# TASK PROMPT:
Give the records below as a two-column CSV with the header row input,output, one row per record for every record, with the record's text under input and its answer under output. Wrap each field in double quotes and replace any line breaks in a field with spaces.

════

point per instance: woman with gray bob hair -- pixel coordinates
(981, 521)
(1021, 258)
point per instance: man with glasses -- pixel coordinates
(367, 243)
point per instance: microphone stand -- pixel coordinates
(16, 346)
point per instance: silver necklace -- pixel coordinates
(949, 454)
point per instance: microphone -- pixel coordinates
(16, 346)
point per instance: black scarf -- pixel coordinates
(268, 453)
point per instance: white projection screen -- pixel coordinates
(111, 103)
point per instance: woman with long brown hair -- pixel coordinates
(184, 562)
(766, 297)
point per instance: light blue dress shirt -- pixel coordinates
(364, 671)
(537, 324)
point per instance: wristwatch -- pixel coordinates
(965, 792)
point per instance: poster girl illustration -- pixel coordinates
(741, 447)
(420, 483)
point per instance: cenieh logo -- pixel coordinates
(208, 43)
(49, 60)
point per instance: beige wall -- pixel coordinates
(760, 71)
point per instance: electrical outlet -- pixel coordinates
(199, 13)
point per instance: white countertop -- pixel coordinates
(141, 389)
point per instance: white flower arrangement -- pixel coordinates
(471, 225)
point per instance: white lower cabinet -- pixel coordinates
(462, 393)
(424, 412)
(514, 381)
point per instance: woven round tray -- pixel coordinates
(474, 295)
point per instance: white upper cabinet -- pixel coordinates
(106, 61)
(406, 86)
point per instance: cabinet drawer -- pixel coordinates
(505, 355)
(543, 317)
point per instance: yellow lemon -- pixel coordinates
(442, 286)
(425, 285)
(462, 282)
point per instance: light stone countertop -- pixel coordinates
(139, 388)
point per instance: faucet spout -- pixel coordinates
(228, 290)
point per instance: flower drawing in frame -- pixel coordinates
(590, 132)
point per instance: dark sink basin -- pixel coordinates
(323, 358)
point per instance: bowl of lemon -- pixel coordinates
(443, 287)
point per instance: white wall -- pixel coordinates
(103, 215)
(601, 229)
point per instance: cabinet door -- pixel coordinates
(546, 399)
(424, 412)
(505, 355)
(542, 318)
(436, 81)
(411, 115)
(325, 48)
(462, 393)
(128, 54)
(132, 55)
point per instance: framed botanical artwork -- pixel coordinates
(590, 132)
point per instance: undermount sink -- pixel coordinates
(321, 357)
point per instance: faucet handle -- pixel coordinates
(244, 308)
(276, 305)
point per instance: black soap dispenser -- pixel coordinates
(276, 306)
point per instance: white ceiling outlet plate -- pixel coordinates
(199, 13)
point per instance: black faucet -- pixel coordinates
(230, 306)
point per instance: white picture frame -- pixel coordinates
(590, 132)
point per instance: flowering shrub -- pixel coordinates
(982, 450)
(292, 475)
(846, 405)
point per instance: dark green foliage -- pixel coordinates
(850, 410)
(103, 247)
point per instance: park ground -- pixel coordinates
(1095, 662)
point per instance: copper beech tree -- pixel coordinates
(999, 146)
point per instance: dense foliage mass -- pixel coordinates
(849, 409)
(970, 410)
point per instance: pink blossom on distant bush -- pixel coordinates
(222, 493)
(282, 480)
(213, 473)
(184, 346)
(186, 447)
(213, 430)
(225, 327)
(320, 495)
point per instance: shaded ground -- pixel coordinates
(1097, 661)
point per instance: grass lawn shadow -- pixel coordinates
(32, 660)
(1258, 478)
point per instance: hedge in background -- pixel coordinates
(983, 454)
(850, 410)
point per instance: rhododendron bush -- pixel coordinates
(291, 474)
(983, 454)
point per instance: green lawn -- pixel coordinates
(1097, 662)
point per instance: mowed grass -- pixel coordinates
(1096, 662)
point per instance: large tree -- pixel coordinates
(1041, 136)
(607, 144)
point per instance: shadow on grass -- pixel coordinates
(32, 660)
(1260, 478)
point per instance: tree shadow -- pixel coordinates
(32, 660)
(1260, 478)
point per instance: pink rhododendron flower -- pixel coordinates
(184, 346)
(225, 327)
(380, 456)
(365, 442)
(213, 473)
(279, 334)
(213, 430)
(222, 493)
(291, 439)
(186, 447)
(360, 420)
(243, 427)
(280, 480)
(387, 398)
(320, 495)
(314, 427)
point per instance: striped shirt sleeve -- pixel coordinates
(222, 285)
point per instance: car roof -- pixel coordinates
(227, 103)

════

# EXERCISE ANSWER:
input,output
"point per instance: woman with gray bob hair -- pixel coordinates","(981, 521) (1021, 258)"
"point per instance: man with glasses -- pixel coordinates","(367, 243)"
"point per instance: microphone stand -- pixel coordinates","(16, 346)"
"point per instance: silver necklace -- pixel coordinates","(949, 454)"
"point per instance: microphone -- pixel coordinates","(16, 346)"
"point per instance: black scarf -- pixel coordinates","(268, 453)"
"point per instance: white projection screen -- pixel coordinates","(111, 103)"
"point per instance: woman with long brown hair -- pixel coordinates","(184, 562) (766, 297)"
"point per instance: light blue dress shirt -- pixel coordinates","(364, 671) (537, 324)"
"point per instance: wristwatch -- pixel coordinates","(965, 792)"
"point per instance: poster girl illustration -- pixel coordinates","(741, 447) (420, 483)"
"point per instance: cenieh logo -- pixel coordinates","(208, 43) (49, 60)"
"point per instance: beige wall -- pixel coordinates","(760, 71)"
"point per instance: electrical outlet -- pixel coordinates","(199, 13)"
"point per instance: white countertop -- pixel coordinates","(141, 389)"
"point per instance: white flower arrangement -- pixel coordinates","(471, 225)"
"point per instance: white lower cabinet -- pixel coordinates","(462, 393) (424, 412) (514, 381)"
"point per instance: woven round tray -- pixel coordinates","(474, 295)"
"point per instance: white upper cabinet -- pixel coordinates","(106, 61) (406, 86)"
"point per instance: cabinet drawer -- pixel coordinates","(505, 355) (543, 317)"
"point per instance: yellow lemon -- pixel coordinates","(442, 286) (425, 285) (462, 282)"
"point per instance: light stone countertop -- pixel coordinates","(139, 388)"
"point per instance: faucet spout -- pixel coordinates","(228, 290)"
"point per instance: flower drawing in frame -- pixel coordinates","(590, 132)"
"point per instance: dark sink basin -- pixel coordinates","(323, 358)"
"point per instance: bowl of lemon -- pixel coordinates","(443, 287)"
"point per instance: white wall -- pixel coordinates","(103, 215) (601, 229)"
"point per instance: cabinet door -- pixel coordinates","(546, 399) (424, 412) (505, 355) (542, 318) (436, 81) (411, 115) (325, 48) (462, 393) (128, 54) (132, 55)"
"point per instance: framed botanical artwork -- pixel coordinates","(590, 132)"
"point per instance: undermount sink -- pixel coordinates","(321, 357)"
"point per instance: faucet handle -- pixel coordinates","(244, 308) (276, 305)"
"point per instance: black soap dispenser -- pixel coordinates","(276, 306)"
"point per instance: white ceiling outlet plate -- pixel coordinates","(199, 13)"
"point per instance: black faucet -- pixel coordinates","(230, 306)"
"point per instance: white picture frame -- pixel coordinates","(590, 132)"
"point per instance: flowering shrub -- pixel coordinates","(982, 450) (292, 475) (846, 405)"
"point per instance: dark green foliage -- pixel coordinates","(850, 410) (103, 247)"
"point per instance: park ground -- pixel coordinates","(1095, 662)"
"point per instance: copper beech tree -- pixel coordinates","(999, 146)"
"point per instance: dense foliage mass -- pixel coordinates","(849, 409) (970, 410)"
"point per instance: pink blossom on distant bush -- pixel coordinates","(222, 493) (282, 480) (213, 473) (184, 346) (186, 447) (213, 430) (225, 327) (320, 495)"
"point per instance: shaded ground -- pixel coordinates","(1097, 661)"
"point per instance: grass lawn shadow -- pixel coordinates","(32, 660) (1258, 478)"
"point per instance: hedge in background -- pixel coordinates","(983, 454) (850, 410)"
"point per instance: rhododendron bush -- pixel coordinates","(291, 474) (983, 454)"
"point per instance: green lawn -- pixel coordinates","(1097, 662)"
"point per instance: mowed grass -- pixel coordinates","(1096, 662)"
"point per instance: large tree -- pixel coordinates","(1041, 136) (607, 144)"
"point per instance: shadow on grass -- pixel coordinates","(32, 660) (1260, 478)"
"point per instance: tree shadow -- pixel coordinates","(32, 660) (1260, 478)"
"point per instance: pink rhododendron flower -- pixel coordinates","(184, 346) (225, 327) (380, 456) (365, 442) (213, 473) (279, 334) (213, 430) (222, 493) (291, 439) (186, 447) (360, 420) (243, 427) (280, 480) (387, 398) (320, 495) (314, 427)"
"point per instance: striped shirt sleeve -- pixel coordinates","(222, 285)"
"point per instance: car roof -- pixel coordinates","(227, 103)"